## Exercise brief
Retype all the entries word for word, but omit the pictures.

__________

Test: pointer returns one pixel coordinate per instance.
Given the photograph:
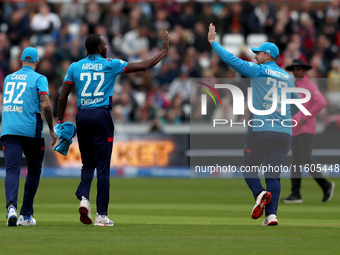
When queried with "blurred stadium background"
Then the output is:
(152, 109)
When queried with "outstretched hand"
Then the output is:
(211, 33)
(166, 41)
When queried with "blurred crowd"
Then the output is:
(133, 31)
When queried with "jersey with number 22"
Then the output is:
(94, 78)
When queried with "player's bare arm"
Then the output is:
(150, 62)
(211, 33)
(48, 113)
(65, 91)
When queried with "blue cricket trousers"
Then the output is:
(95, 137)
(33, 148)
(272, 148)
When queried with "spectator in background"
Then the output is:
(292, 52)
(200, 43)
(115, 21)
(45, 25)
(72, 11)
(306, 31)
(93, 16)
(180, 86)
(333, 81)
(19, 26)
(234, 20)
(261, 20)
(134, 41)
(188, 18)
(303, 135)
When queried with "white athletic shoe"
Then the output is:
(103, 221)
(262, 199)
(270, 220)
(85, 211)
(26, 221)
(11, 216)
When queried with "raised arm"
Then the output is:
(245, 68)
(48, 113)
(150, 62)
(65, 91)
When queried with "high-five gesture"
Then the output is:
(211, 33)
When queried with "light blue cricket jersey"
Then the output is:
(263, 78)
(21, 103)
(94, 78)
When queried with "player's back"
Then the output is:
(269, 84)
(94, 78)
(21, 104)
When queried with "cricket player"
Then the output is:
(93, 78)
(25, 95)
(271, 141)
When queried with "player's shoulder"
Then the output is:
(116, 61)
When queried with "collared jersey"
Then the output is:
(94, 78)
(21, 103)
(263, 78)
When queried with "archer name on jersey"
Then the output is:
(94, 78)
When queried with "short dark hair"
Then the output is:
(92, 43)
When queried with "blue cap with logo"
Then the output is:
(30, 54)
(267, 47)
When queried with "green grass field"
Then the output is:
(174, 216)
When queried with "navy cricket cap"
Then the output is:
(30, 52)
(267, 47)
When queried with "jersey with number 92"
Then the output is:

__________

## In response
Test: pointer returns one pixel coordinate per instance.
Given the photograph:
When queried with "blurred stadium background"
Then the output is:
(152, 109)
When queried with "outstretched hand"
Then the output is:
(211, 33)
(166, 41)
When queried with "blurred crowd"
Then the output is:
(133, 31)
When queried with "jersey with number 22"
Then the output is:
(94, 78)
When queried with "player's bare arm"
Then the output is:
(150, 62)
(211, 33)
(48, 113)
(65, 91)
When queried with "blue cricket trousers"
Then the output is:
(95, 137)
(33, 148)
(272, 148)
When queried with "spectator in background"
Then the output is:
(292, 52)
(200, 43)
(115, 21)
(45, 25)
(72, 11)
(306, 31)
(93, 16)
(180, 86)
(333, 81)
(19, 26)
(234, 20)
(261, 20)
(134, 41)
(188, 18)
(303, 135)
When queried with "white athletic shoe"
Then the output is:
(103, 221)
(262, 199)
(270, 220)
(85, 211)
(26, 221)
(11, 216)
When queried with "raised arm"
Then the output is:
(245, 68)
(48, 113)
(150, 62)
(65, 91)
When queried with "high-five gesture"
Then the output is:
(211, 33)
When queried with "light blue cricket jersey"
Then the output is:
(263, 78)
(21, 103)
(94, 78)
When queried with "player's back"
Then the output is:
(269, 84)
(94, 78)
(21, 104)
When queried with "cricket player"
Then the output is:
(93, 78)
(25, 95)
(271, 141)
When queried with "player's shoulder"
Then the output is:
(116, 61)
When queried with "collared jersey"
Then the output is:
(94, 78)
(21, 103)
(263, 78)
When queried with "archer name on jersey"
Then the output is:
(94, 78)
When queried with "short dark hair"
Then the output is:
(92, 43)
When queried with "blue cap with logo"
Then the output is:
(30, 54)
(267, 47)
When queried with "green grass field"
Then the output is:
(174, 216)
When queried with "navy cricket cap"
Then the output is:
(30, 52)
(267, 47)
When queried with "jersey with number 92"
Then the output is:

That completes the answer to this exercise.